▶ Written exercise
Count the lines in the entries below that contain the word "white", and give only the number.

▶ Record list
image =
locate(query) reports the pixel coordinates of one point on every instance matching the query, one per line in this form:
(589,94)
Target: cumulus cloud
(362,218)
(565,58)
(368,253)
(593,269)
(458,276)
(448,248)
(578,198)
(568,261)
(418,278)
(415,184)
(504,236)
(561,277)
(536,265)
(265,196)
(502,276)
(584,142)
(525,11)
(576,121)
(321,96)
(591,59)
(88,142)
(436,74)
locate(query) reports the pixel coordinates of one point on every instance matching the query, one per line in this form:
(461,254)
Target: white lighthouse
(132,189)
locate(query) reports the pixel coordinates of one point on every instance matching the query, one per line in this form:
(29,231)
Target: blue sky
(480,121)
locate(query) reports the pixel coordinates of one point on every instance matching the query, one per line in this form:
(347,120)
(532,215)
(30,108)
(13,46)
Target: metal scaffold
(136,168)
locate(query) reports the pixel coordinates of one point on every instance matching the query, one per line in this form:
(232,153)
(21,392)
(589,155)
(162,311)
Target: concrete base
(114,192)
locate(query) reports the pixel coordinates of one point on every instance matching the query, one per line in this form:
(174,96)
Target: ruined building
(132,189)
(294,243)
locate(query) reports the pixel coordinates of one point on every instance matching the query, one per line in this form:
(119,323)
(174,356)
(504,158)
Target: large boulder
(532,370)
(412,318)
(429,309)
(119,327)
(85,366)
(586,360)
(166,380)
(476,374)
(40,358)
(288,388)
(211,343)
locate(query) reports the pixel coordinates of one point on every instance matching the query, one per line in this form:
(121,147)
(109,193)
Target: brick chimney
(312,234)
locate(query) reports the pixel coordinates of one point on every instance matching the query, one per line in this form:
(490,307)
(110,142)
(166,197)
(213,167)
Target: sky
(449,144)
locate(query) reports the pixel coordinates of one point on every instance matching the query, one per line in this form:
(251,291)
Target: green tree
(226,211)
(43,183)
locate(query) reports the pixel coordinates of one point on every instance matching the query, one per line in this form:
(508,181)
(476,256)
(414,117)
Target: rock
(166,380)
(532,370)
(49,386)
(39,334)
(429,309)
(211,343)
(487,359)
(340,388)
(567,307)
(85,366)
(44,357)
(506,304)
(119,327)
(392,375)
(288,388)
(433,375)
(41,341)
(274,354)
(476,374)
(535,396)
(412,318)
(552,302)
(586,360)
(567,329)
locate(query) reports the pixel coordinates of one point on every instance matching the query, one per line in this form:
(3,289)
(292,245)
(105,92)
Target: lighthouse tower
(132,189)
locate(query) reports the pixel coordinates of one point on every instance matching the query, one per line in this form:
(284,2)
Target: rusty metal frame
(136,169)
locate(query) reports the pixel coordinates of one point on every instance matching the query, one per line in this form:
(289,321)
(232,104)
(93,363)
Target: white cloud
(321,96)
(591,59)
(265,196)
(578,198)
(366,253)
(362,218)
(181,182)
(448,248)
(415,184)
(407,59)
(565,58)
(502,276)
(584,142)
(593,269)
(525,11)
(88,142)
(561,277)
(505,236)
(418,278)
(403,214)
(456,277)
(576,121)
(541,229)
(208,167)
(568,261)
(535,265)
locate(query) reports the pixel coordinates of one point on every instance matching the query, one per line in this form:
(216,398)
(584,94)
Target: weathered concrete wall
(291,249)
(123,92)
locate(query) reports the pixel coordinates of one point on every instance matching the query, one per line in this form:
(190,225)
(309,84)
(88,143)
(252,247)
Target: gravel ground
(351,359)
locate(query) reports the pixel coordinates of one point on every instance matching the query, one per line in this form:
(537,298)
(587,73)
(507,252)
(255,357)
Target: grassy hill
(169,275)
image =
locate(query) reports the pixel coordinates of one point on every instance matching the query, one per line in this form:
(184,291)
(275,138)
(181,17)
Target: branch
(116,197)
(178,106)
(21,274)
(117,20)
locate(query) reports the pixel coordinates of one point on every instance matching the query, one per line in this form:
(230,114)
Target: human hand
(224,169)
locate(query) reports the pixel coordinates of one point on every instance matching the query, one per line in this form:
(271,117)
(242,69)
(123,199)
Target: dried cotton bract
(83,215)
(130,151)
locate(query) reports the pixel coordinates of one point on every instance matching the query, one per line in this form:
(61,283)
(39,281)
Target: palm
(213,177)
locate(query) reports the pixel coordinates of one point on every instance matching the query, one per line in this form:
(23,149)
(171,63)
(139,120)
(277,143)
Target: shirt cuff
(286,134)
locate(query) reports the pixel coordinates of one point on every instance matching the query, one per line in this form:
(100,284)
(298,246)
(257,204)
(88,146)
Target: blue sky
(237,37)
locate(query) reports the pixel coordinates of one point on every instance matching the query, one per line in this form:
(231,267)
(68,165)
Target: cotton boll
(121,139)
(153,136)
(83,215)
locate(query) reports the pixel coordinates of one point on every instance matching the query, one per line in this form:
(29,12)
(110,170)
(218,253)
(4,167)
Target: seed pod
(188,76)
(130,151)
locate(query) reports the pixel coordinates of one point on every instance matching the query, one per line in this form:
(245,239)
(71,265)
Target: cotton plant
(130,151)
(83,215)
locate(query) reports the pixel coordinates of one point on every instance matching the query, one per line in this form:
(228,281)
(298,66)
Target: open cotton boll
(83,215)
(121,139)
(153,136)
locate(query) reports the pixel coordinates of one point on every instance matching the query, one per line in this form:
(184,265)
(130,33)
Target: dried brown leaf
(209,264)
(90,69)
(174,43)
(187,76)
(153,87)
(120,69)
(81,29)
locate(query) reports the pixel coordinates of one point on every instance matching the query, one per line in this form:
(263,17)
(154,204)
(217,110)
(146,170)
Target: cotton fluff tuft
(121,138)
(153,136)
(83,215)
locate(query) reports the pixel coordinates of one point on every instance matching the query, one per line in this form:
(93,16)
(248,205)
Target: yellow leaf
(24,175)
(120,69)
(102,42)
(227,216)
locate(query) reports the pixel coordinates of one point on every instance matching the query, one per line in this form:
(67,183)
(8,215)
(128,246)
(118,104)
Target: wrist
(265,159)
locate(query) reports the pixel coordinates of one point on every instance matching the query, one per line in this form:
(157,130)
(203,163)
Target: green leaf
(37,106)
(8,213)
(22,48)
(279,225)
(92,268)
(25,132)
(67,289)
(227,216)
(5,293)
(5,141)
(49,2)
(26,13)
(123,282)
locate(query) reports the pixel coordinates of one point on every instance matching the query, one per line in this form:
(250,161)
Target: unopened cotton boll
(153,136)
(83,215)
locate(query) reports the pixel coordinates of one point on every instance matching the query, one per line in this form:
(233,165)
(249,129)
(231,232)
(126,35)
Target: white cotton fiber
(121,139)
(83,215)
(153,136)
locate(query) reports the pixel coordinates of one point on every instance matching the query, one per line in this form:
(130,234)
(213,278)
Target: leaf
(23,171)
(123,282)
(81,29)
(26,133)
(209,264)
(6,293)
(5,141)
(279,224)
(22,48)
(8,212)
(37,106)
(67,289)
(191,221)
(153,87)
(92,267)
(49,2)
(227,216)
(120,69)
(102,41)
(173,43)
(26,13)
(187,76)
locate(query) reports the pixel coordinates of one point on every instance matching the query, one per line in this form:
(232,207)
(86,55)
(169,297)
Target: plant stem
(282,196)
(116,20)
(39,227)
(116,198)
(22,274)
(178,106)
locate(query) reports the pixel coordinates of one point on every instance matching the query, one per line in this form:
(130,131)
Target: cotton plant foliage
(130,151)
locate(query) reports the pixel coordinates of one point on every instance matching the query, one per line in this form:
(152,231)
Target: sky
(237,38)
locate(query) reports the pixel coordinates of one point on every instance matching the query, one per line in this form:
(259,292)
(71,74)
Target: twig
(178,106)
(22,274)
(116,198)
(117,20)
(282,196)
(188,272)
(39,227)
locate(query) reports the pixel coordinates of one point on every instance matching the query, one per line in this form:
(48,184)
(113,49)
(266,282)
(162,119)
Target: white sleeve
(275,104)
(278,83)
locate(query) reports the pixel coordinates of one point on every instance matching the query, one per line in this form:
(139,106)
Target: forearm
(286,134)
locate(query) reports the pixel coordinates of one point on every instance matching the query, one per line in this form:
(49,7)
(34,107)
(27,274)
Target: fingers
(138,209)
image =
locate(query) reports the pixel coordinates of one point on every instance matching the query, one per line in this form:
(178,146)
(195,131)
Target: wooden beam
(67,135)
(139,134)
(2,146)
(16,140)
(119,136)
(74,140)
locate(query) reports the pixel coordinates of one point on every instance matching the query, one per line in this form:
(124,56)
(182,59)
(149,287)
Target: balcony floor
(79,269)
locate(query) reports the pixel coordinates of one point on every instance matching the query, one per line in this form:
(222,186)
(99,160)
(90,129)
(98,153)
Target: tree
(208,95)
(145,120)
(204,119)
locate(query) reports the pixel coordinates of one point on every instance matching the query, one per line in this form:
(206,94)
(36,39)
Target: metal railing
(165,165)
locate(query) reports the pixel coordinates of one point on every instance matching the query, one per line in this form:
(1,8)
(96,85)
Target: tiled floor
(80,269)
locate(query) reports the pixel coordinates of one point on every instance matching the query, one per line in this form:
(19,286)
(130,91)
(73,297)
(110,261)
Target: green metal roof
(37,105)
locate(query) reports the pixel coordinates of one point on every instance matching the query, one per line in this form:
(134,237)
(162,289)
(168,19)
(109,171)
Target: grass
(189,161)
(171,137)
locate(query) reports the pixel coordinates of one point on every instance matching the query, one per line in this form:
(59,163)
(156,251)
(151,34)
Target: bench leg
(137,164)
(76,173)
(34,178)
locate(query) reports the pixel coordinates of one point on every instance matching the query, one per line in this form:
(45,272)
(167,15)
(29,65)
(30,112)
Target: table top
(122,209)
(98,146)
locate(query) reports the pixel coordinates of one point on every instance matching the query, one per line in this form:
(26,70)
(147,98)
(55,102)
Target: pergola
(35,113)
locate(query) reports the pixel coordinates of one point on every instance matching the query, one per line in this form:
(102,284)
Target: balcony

▶ Result
4